• BRIEF
Render the lines below as a JSON list of strings, one string per line, skipping blank lines and leaving out the pictures.

• MATERIAL PROVIDED
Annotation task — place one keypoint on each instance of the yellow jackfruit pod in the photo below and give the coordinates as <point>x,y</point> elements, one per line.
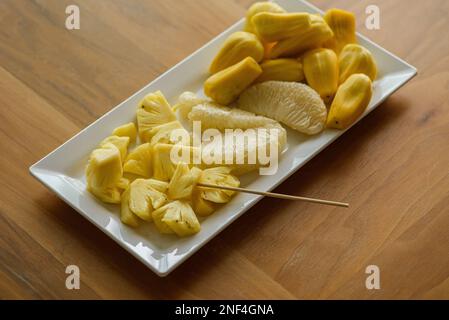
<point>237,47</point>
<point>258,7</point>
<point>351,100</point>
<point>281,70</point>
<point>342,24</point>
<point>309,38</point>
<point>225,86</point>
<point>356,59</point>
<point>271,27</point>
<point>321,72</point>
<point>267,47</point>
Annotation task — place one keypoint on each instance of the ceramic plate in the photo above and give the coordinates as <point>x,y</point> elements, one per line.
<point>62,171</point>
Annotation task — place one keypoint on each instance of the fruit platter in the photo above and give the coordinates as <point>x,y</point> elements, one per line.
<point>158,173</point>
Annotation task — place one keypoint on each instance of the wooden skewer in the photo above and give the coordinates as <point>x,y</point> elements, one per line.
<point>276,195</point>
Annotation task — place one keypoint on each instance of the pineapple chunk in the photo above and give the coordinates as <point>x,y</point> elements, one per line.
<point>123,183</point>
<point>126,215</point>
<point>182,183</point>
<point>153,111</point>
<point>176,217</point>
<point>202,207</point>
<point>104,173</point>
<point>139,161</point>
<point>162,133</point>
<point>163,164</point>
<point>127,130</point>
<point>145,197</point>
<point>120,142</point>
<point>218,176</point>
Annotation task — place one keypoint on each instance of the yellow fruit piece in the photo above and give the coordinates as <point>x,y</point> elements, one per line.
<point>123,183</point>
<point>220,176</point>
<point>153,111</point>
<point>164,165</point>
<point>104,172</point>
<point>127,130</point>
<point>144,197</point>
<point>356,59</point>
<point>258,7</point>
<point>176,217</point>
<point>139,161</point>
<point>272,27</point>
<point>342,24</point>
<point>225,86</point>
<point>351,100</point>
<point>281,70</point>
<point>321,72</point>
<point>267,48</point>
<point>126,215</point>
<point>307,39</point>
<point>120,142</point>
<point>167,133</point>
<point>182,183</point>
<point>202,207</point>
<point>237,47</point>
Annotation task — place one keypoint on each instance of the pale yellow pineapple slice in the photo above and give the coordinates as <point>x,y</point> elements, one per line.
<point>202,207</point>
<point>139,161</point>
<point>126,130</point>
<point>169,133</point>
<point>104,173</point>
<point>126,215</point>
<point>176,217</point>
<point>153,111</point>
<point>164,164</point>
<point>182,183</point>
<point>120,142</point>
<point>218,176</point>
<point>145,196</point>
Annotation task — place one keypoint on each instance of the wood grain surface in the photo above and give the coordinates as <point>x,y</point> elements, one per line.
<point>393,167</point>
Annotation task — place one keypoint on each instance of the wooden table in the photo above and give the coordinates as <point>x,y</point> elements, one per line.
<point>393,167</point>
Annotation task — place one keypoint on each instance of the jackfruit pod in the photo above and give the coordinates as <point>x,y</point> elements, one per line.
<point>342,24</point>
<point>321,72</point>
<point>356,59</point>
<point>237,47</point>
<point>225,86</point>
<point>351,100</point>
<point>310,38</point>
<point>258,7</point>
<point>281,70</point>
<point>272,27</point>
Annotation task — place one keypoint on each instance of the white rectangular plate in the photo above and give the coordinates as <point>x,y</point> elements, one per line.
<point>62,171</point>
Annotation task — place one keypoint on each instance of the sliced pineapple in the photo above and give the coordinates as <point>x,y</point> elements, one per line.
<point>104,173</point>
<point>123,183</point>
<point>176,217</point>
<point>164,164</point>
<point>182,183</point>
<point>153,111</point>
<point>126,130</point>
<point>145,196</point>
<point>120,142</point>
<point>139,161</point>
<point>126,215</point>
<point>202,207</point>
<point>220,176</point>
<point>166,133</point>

• FINISHED EXERCISE
[
  "Annotation task — place one keypoint on each instance of the yellow jackfruit pod in the photo below and give the coordinates as <point>x,y</point> elements, one per line.",
  "<point>237,47</point>",
  "<point>258,7</point>",
  "<point>351,100</point>",
  "<point>281,70</point>",
  "<point>342,24</point>",
  "<point>309,38</point>",
  "<point>225,86</point>",
  "<point>356,59</point>",
  "<point>271,27</point>",
  "<point>321,72</point>",
  "<point>267,47</point>",
  "Annotation task — place one keypoint on each instance of the ceramic plate in the photo above and give the coordinates as <point>x,y</point> elements, one per line.",
  "<point>62,171</point>",
  "Annotation task — place one keypoint on each instance of the fruit platter in the photo above and give the coordinates as <point>x,y</point> elements, one per line.",
  "<point>158,173</point>",
  "Annotation task — place one keypoint on each instance of the wooden skewer in the photo above and give the coordinates as <point>x,y</point> elements, one per line.",
  "<point>276,195</point>",
  "Annotation task — place one keypoint on each instance of the pineapple chunk in the photo above and give the coordinates as <point>x,y</point> elements, one per line.",
  "<point>123,183</point>",
  "<point>126,215</point>",
  "<point>182,183</point>",
  "<point>153,111</point>",
  "<point>176,217</point>",
  "<point>202,207</point>",
  "<point>104,173</point>",
  "<point>139,161</point>",
  "<point>162,133</point>",
  "<point>163,164</point>",
  "<point>127,130</point>",
  "<point>145,197</point>",
  "<point>120,142</point>",
  "<point>218,176</point>",
  "Annotation task — place one keypoint on each instance of the yellow fruit piece in the photo above and give the coordinates as <point>x,y</point> elements, one per line.",
  "<point>123,183</point>",
  "<point>220,176</point>",
  "<point>153,111</point>",
  "<point>164,165</point>",
  "<point>104,172</point>",
  "<point>127,130</point>",
  "<point>144,197</point>",
  "<point>356,59</point>",
  "<point>258,7</point>",
  "<point>176,217</point>",
  "<point>139,161</point>",
  "<point>272,27</point>",
  "<point>342,24</point>",
  "<point>225,86</point>",
  "<point>351,100</point>",
  "<point>281,70</point>",
  "<point>321,72</point>",
  "<point>267,48</point>",
  "<point>126,215</point>",
  "<point>307,39</point>",
  "<point>120,142</point>",
  "<point>167,133</point>",
  "<point>182,183</point>",
  "<point>202,207</point>",
  "<point>237,47</point>",
  "Annotation task — place one keypoint on each instance of the pale yellow pineapple slice in the photo above and give the coordinates as <point>x,y</point> elements, one per line.",
  "<point>202,207</point>",
  "<point>139,161</point>",
  "<point>126,130</point>",
  "<point>169,133</point>",
  "<point>104,173</point>",
  "<point>126,215</point>",
  "<point>176,217</point>",
  "<point>153,111</point>",
  "<point>164,164</point>",
  "<point>182,183</point>",
  "<point>120,142</point>",
  "<point>218,176</point>",
  "<point>145,196</point>",
  "Annotation task — place one keypoint on each instance of the wood grain surface in the photo above and give the coordinates as <point>x,y</point> elements, one per line.",
  "<point>393,167</point>",
  "Annotation task — place one keypoint on each instance of the wooden table in the photo above and give the coordinates as <point>x,y</point> elements, one per line.",
  "<point>393,167</point>",
  "Annotation task — place one keypoint on each instance of the jackfruit pod in the photo above and give the coordinates as <point>x,y</point> elements, one per line.",
  "<point>342,24</point>",
  "<point>321,72</point>",
  "<point>356,59</point>",
  "<point>237,47</point>",
  "<point>225,86</point>",
  "<point>351,100</point>",
  "<point>310,38</point>",
  "<point>258,7</point>",
  "<point>281,70</point>",
  "<point>272,27</point>",
  "Annotation task — place one keypoint on each instance of the white rectangular plate in the photo above and give the coordinates as <point>x,y</point> elements, one per line.",
  "<point>62,171</point>",
  "Annotation task — place one keypoint on each instance of the sliced pineapple in the photo above and give the coordinates as <point>x,y</point> elements, one per line.",
  "<point>104,173</point>",
  "<point>123,183</point>",
  "<point>176,217</point>",
  "<point>164,164</point>",
  "<point>182,183</point>",
  "<point>153,111</point>",
  "<point>126,130</point>",
  "<point>145,196</point>",
  "<point>120,142</point>",
  "<point>139,161</point>",
  "<point>126,215</point>",
  "<point>202,207</point>",
  "<point>220,176</point>",
  "<point>166,133</point>"
]